==== Rows

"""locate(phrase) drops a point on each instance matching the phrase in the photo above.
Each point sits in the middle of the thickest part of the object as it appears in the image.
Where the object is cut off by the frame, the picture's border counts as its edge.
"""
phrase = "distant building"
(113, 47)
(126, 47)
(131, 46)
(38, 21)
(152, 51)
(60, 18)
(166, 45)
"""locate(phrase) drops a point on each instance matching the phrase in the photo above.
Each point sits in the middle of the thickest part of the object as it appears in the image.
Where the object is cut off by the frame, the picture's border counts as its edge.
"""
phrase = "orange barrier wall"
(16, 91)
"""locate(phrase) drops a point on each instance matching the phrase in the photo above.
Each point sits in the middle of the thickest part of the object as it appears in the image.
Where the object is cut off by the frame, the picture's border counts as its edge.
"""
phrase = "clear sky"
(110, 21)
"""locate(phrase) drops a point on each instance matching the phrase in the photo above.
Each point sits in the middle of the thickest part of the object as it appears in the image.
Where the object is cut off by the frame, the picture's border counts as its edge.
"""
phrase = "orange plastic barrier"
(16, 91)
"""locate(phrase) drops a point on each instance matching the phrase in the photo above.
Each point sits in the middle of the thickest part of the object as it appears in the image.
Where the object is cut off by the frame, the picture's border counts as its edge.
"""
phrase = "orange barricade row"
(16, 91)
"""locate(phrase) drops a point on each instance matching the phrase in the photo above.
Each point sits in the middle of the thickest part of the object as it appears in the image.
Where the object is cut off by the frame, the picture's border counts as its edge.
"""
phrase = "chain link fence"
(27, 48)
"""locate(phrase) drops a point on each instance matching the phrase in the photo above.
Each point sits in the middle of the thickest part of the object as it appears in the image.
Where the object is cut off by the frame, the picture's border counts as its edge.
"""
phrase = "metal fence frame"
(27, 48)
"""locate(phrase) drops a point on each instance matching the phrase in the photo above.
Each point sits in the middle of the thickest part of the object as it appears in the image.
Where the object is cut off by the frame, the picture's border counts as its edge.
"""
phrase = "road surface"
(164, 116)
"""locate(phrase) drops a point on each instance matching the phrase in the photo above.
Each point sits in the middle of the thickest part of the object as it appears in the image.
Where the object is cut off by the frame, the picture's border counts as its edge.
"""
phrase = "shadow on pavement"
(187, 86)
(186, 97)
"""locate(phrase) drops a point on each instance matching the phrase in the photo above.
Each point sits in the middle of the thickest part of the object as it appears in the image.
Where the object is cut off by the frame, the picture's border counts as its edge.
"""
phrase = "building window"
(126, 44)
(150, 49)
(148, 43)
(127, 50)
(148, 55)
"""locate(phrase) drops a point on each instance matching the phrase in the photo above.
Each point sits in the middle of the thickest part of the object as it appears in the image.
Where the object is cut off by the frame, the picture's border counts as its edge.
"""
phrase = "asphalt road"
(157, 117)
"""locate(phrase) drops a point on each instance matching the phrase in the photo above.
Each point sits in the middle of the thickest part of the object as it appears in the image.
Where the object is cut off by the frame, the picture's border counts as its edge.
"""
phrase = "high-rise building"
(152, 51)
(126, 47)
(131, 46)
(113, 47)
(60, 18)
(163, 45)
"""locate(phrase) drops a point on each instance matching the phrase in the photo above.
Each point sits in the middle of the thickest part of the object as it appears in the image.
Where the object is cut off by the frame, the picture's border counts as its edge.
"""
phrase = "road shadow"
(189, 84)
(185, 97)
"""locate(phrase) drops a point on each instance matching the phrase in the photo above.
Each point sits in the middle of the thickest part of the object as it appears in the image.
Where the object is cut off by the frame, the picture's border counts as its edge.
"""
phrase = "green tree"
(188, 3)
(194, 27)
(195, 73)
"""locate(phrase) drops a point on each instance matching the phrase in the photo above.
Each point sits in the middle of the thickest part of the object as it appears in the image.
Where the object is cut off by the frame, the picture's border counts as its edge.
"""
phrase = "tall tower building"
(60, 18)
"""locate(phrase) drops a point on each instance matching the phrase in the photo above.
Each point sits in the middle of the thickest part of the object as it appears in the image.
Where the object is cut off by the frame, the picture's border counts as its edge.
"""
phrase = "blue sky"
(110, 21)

========

### Written exercise
Retype all of the data shown above, word for word.

### Result for this exercise
"""locate(phrase) drops a point on each instance matching the phrase in the photo above.
Each point sits in the middle of the thickest part of the object as it appears in the image.
Where the object is cut off by the frame, the picture's border counts as its edge.
"""
phrase = "distant building"
(113, 47)
(126, 47)
(131, 46)
(38, 21)
(152, 51)
(60, 18)
(166, 45)
"""locate(phrase) drops a point on each instance matching the phrase in the photo above.
Each point sits in the middle of the thickest part of the object as it appears in the image.
Where the object is cut off by the frame, the picture's border counts as its edge.
"""
phrase = "orange barrier wall"
(16, 91)
"""locate(phrase) drops a point on each instance matching the phrase in the photo above.
Each point sits in the middle of the thickest part of the object as it appears in the image.
Where the object is cut off by the frame, the picture's border counts as its edge.
"""
phrase = "clear sky"
(110, 21)
"""locate(phrase) drops a point on each instance matching the phrase in the photo above.
Each point sits in the middle of the thickest part of the object as it appears in the image.
Where the object is cut off by the frame, the picture's border counts as its edge.
"""
phrase = "orange plastic barrier"
(16, 91)
"""locate(phrase) drops a point on each instance matching the phrase in the photo above.
Each point sits in the middle of the thickest part of the object as it appears in the image.
Where the object is cut off by the frame, the picture's border counts as its edge.
"""
phrase = "orange barricade row"
(16, 91)
"""locate(phrase) drops a point on each instance matching the phrase in the photo above.
Each point sits in the middle of the thickest part of the object as it appears in the image.
Where the object is cut off by the frame, the picture's border counts as its edge.
"""
phrase = "chain link fence"
(27, 48)
"""locate(phrase) drops a point on each instance matching the phrase in the photo above.
Each point sits in the middle of the thickest part of the object as it appears in the image.
Where the object is cut off by the frame, the picture's border counts as its edge.
"""
phrase = "metal fence frame"
(27, 48)
"""locate(phrase) drops a point on each instance matching the phrase in the photo above.
Each point sits in the middle of the thickest part of the object as it appears in the image.
Where the object is cut off by the frame, the picture's border counts as its edge.
"""
phrase = "road surface"
(164, 116)
"""locate(phrase) drops a point on each instance matching the phrase in the photo above.
Each point sits in the middle of the thickest part of the object as it appears in the image.
Where the object is cut off by the frame, the picture's border counts as its edge.
"""
phrase = "shadow on pavement"
(187, 86)
(186, 97)
"""locate(phrase) drops a point on each instance matching the phrase in the photo above.
Each point sits in the middle of the thickest part of the object as it appears in the image.
Where the object is cut off by the frame, the picture's border counts as its edge.
"""
phrase = "building window"
(126, 44)
(150, 49)
(148, 43)
(127, 50)
(148, 55)
"""locate(phrase) drops a point on each instance matching the phrase in the photo above.
Each point sits in the middle of the thickest part of the object as it appears in the image.
Where the object is cut off by the frame, the picture's border counts as its edge.
"""
phrase = "asphalt road"
(157, 117)
"""locate(phrase) drops a point on each instance matching the phrase in the photo above.
Each point sits in the middle of the thickest part of the object as it appears in the image.
Where the object is cut off by the frame, the picture's border counts as its edge.
"""
phrase = "high-rise building"
(152, 51)
(126, 47)
(131, 46)
(113, 47)
(60, 18)
(163, 45)
"""locate(phrase) drops a point on each instance matching the phrase in the photo above.
Each point sits in the middle of the thickest part of the object as it appears in the image.
Where the object is cut off by the frame, the picture's border counts as its edge.
"""
phrase = "road shadow"
(189, 84)
(185, 97)
"""locate(phrase) drops a point on each instance matching the phrase in the photo above.
Each point sits in the middle of the thickest part of the object as it appears in the image.
Where the object is cut off by the frame, the picture's border counts as its edge.
"""
phrase = "green tree"
(188, 3)
(194, 27)
(195, 73)
"""locate(phrase) drops a point on each instance matching the phrase in the photo above.
Each point sits in the middle of the thickest part of the object as it appears in the image.
Where the object is cut off by the frame, the picture's border counts as its edge.
"""
phrase = "tall tower building"
(60, 18)
"""locate(phrase) drops a point on each instance matching the phrase in the photo above.
Each point sits in the middle of the thickest part of the object as it appears in the image.
Where the object is cut off by the frame, the picture's border counts as its edge.
"""
phrase = "blue sky"
(110, 21)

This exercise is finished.